• **Required work**
Return copies of the lines below that mention "sweater".

******************************

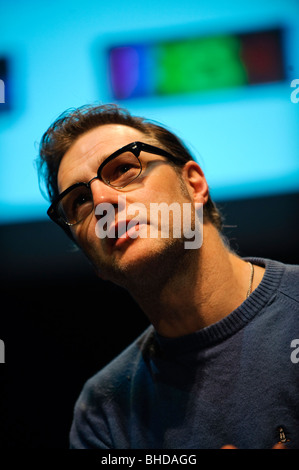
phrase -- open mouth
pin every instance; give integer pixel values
(123, 231)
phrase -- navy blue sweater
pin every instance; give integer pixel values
(234, 382)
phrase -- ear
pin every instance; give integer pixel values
(196, 182)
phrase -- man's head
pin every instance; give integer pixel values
(72, 124)
(81, 142)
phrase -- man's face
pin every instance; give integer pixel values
(124, 259)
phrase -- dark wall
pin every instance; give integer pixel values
(60, 323)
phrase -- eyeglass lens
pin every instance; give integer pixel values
(118, 173)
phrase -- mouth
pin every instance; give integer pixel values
(123, 231)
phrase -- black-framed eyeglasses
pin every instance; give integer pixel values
(118, 170)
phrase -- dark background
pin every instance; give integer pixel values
(60, 323)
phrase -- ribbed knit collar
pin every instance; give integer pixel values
(238, 318)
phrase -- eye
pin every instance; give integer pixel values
(121, 170)
(80, 199)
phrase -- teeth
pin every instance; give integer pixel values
(121, 229)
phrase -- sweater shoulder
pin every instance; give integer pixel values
(289, 285)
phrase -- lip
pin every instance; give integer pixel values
(118, 234)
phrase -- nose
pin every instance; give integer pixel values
(104, 194)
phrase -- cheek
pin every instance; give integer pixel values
(85, 234)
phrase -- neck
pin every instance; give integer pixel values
(208, 284)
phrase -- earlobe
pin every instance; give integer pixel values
(196, 182)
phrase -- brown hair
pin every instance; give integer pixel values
(71, 124)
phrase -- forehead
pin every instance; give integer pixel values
(86, 154)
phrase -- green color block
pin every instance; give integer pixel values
(199, 64)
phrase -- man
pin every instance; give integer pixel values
(215, 367)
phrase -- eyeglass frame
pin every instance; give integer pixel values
(136, 148)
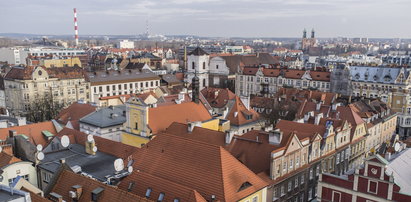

******************************

• **Result of this exercise**
phrase -- navy blue sweater
phrase -- sweater shoulder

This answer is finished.